__WHAT IS NEEDED__. Set down exactly the lines from the one containing "Might I trouble you for the coordinates of the house" through the end of the records below, both included, and nothing else.

(Referring expression data)
++++
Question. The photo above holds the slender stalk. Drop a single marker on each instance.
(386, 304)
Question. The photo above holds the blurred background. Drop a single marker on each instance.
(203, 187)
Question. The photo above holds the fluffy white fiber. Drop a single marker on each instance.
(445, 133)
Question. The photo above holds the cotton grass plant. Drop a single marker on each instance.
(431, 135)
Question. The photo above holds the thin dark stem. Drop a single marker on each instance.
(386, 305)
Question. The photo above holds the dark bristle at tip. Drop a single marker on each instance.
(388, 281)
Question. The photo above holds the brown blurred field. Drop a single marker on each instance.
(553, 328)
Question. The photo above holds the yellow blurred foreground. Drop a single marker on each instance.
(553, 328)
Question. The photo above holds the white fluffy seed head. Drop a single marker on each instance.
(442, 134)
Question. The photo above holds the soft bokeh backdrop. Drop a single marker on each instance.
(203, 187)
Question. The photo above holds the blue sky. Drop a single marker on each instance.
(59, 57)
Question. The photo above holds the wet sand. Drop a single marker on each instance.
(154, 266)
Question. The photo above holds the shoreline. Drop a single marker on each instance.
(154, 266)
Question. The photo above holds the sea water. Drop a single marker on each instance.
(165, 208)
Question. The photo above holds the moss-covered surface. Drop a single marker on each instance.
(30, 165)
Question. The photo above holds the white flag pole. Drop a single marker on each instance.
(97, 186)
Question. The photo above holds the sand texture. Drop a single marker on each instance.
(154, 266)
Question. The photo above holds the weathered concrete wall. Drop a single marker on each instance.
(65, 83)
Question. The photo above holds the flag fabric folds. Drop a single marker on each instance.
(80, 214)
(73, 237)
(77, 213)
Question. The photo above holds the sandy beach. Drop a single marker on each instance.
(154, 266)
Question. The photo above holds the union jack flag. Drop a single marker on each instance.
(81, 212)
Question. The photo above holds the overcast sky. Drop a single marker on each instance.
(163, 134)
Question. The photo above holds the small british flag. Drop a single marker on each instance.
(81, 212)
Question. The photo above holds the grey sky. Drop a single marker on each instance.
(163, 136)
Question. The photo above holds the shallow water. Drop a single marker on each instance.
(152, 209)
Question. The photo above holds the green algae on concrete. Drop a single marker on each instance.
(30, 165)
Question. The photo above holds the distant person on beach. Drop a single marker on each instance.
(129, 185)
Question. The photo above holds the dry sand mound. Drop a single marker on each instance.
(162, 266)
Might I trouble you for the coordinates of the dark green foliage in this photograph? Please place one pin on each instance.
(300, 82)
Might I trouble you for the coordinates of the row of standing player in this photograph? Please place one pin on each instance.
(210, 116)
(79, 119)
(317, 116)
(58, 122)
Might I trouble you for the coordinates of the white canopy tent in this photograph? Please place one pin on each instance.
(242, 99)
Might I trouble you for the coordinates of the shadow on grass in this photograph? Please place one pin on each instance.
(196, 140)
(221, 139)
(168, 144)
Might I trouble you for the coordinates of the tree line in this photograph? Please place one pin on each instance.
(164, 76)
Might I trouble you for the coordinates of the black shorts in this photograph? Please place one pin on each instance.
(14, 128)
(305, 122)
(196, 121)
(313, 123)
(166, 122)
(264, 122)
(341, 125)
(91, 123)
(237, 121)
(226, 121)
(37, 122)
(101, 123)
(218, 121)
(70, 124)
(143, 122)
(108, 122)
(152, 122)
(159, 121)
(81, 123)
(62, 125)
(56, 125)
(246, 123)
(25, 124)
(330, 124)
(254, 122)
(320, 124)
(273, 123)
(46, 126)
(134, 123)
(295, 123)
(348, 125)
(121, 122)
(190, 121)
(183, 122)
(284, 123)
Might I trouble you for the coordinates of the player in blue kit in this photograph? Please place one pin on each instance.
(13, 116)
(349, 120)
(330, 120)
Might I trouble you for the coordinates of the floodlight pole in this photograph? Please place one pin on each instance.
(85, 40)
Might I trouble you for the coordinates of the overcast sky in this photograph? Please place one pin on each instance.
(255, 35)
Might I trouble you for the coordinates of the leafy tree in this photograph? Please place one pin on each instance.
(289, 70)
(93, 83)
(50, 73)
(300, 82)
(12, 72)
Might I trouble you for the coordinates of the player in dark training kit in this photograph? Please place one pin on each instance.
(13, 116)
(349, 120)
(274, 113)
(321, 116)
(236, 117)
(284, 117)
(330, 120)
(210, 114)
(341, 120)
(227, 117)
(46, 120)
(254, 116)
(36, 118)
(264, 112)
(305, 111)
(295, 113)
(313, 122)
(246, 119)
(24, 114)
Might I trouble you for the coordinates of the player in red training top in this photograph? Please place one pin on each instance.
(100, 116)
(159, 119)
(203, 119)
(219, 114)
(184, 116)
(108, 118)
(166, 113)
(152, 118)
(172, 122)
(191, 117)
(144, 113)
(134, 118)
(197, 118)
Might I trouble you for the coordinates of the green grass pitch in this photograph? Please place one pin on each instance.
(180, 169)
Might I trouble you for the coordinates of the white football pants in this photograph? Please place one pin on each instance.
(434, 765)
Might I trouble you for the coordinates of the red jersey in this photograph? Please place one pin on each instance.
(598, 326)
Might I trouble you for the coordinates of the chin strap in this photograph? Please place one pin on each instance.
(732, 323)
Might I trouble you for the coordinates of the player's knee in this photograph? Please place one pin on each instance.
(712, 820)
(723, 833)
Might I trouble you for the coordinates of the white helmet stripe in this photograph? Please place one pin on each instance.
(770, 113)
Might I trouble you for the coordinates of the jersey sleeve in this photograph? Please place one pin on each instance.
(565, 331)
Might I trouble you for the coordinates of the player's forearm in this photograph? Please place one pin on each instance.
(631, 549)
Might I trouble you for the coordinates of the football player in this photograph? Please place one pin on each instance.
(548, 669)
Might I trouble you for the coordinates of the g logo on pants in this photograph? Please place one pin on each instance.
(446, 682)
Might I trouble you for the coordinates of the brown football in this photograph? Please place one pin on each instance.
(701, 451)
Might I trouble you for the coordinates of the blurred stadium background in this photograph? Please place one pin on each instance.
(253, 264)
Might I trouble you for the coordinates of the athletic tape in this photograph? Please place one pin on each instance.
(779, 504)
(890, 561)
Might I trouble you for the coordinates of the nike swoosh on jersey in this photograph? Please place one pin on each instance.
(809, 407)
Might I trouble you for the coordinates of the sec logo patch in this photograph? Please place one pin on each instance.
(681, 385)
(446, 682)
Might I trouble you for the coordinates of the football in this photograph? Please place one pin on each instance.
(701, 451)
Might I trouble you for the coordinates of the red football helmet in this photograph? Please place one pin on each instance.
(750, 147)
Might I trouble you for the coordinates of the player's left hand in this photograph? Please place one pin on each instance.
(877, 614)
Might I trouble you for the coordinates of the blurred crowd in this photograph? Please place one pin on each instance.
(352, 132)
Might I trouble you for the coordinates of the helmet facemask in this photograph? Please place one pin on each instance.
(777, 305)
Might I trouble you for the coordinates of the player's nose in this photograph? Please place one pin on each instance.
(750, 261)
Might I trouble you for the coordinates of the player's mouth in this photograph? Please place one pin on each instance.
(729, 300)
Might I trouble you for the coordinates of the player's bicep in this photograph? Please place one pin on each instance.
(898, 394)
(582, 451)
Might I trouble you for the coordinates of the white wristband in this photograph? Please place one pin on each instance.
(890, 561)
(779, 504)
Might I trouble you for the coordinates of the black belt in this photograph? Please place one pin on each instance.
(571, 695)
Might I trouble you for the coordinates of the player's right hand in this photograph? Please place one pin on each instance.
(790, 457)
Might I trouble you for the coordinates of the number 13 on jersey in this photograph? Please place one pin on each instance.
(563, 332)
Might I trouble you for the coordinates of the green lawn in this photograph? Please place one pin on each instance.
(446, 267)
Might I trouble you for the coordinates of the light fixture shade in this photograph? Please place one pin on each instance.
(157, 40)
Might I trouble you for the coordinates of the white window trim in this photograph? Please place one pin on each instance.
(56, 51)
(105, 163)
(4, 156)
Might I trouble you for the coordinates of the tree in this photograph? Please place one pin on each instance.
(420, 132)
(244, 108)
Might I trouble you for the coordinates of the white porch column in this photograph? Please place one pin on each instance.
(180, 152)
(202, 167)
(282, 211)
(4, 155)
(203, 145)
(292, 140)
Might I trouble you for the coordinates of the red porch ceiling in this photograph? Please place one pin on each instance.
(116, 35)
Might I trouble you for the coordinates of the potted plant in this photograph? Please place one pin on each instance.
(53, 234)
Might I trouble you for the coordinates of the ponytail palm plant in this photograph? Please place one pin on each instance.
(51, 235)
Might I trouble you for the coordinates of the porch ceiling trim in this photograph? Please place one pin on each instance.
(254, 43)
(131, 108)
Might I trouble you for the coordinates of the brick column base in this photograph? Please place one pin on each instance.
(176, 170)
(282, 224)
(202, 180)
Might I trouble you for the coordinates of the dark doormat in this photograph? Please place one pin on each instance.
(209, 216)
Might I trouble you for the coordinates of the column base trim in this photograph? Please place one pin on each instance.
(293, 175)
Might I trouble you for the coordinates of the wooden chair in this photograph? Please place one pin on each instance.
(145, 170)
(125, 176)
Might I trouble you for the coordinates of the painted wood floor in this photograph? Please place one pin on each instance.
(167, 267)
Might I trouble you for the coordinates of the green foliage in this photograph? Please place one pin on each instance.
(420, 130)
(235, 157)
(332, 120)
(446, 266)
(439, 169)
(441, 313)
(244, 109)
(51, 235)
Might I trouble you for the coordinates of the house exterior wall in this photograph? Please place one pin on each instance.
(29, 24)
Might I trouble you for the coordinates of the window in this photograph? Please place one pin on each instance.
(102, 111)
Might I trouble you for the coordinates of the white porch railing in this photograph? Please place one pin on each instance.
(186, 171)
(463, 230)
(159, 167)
++++
__RESPONSE BELOW__.
Might I trouble you for the coordinates of the house exterior wall in this photograph? Please place one pin on each instance.
(29, 24)
Might I trouble you for the coordinates of the window in this photograph? Please place one pin on each instance.
(102, 111)
Might I trouble you for the coordinates of the white porch railing in this photograph? Please place one pin on each instance.
(186, 171)
(463, 230)
(159, 167)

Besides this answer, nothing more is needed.